*About this exercise*. Please repeat the lines below exactly. Begin with the line containing "Query: weathered wooden table" and go on through the line containing "Task: each instance of the orange".

-- -- --

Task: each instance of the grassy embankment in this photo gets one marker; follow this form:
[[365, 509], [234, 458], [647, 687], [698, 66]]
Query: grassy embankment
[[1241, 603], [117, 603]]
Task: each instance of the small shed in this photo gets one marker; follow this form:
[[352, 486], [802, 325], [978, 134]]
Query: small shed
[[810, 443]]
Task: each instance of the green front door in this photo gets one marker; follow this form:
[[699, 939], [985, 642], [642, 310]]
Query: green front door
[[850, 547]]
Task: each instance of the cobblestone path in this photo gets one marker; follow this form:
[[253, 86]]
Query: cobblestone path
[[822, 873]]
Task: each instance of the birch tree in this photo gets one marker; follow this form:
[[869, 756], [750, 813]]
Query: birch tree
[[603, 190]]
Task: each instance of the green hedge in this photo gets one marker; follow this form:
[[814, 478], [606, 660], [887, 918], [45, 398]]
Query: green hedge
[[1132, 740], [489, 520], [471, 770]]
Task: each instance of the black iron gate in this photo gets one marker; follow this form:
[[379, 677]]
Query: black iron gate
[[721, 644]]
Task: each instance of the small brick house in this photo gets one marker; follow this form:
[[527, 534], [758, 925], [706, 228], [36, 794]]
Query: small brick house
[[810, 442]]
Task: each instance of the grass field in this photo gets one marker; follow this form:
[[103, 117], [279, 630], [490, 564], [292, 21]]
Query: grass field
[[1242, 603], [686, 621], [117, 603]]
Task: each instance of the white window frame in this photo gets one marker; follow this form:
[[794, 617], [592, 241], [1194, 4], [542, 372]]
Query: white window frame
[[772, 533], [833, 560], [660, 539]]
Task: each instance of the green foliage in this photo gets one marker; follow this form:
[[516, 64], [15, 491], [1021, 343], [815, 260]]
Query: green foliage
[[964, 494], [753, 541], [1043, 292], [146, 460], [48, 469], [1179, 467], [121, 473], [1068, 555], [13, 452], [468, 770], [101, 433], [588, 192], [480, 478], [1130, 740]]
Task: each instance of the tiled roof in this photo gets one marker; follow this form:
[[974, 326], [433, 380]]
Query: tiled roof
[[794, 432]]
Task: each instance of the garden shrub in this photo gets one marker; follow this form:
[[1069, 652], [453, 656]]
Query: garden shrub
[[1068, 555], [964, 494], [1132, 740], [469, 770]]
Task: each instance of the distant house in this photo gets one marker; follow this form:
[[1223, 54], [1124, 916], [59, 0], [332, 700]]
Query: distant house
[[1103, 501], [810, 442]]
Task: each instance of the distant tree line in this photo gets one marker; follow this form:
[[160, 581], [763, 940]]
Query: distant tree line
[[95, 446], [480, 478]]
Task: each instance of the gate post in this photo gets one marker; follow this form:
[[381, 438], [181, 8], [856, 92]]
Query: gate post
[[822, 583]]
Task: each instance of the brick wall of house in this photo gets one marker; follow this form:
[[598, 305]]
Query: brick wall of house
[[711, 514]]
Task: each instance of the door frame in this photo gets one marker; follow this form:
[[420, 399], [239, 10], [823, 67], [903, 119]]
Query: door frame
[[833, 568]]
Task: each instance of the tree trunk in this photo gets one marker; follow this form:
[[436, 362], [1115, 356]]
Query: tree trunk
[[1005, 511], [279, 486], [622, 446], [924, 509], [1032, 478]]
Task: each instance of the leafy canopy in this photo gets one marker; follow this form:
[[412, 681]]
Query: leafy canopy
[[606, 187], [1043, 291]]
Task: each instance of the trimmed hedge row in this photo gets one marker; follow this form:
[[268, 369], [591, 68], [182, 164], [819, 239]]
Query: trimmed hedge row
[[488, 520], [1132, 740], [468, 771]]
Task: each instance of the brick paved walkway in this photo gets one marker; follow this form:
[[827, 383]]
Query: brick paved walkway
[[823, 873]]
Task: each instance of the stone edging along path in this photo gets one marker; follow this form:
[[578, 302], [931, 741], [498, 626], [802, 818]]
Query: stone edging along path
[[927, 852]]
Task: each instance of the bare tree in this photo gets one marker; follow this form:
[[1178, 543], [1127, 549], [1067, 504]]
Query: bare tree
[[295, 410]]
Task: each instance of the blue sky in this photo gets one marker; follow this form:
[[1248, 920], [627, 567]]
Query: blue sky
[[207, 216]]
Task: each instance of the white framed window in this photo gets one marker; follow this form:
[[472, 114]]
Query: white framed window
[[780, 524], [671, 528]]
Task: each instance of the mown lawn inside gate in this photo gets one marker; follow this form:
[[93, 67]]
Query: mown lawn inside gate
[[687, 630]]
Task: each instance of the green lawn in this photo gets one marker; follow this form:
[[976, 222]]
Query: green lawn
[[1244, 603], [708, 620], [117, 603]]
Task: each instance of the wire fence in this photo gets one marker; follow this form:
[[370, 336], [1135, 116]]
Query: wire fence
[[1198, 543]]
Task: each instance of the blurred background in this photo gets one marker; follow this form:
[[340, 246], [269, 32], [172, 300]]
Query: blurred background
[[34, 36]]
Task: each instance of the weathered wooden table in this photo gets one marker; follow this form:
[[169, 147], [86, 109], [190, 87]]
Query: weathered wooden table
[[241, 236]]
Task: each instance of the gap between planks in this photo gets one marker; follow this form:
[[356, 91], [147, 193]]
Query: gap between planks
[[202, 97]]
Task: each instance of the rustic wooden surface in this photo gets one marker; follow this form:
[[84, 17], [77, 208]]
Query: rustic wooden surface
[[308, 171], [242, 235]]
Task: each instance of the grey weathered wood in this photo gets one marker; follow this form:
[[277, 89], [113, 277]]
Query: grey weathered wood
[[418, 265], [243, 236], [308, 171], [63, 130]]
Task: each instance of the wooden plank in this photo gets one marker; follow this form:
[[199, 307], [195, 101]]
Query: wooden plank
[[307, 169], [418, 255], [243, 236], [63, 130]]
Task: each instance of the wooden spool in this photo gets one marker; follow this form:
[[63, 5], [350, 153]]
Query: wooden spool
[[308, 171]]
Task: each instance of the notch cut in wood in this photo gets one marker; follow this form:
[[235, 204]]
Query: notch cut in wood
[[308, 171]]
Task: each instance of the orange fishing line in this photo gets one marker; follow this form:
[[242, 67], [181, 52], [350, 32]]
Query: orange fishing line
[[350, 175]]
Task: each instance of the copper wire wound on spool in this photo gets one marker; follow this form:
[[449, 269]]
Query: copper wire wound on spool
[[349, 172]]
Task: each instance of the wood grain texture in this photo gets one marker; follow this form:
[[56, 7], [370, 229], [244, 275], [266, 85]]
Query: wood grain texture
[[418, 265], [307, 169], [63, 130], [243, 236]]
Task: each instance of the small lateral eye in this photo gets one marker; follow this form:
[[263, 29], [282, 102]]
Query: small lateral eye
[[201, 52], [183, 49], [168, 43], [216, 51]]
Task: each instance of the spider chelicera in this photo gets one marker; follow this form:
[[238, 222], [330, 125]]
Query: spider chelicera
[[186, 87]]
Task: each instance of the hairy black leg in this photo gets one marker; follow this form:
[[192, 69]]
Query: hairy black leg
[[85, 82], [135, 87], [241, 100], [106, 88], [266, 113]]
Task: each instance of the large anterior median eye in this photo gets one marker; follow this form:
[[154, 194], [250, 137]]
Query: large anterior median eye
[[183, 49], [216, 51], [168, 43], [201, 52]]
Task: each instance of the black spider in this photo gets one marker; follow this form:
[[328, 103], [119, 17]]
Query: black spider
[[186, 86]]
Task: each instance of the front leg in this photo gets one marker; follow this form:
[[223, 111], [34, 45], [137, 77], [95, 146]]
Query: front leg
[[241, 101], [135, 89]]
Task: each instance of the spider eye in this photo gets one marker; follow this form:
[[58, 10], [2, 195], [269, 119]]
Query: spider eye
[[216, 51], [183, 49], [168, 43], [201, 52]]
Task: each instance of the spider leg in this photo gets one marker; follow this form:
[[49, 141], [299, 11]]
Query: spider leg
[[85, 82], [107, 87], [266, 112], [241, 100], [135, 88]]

-- -- --

*Response to the task*.
Query: weathered wooden table
[[241, 236]]
Task: each instance of the gap between planks in this photo gets one marker; follow this form:
[[356, 91], [147, 193]]
Query: gap between planks
[[202, 97]]
Task: each instance of the rustic wooden surface in this photo gets one marker; follow this form:
[[84, 17], [77, 208]]
Query: rustic wooden surface
[[308, 171], [242, 235]]
Task: each instance of the grey weathered wood in this photo gets one marker; follow this form:
[[277, 89], [113, 277]]
Query: grey weathered wood
[[418, 265], [243, 236], [308, 171], [63, 130]]
Task: each instance of the wooden plank in this photo gets one marker; follow this form:
[[199, 307], [195, 101]]
Query: wooden plank
[[307, 169], [418, 255], [243, 236], [63, 130]]
Task: each instance of the wooden spool in this photo gets one marker; follow this form:
[[63, 5], [350, 153]]
Query: wooden spool
[[308, 171]]
Task: each instance of the notch cut in wood in this photo gets one marker; follow this form:
[[235, 204]]
Query: notch cut in wood
[[308, 171]]
Task: each instance of the orange fishing line in this photo gets one marker; follow this form:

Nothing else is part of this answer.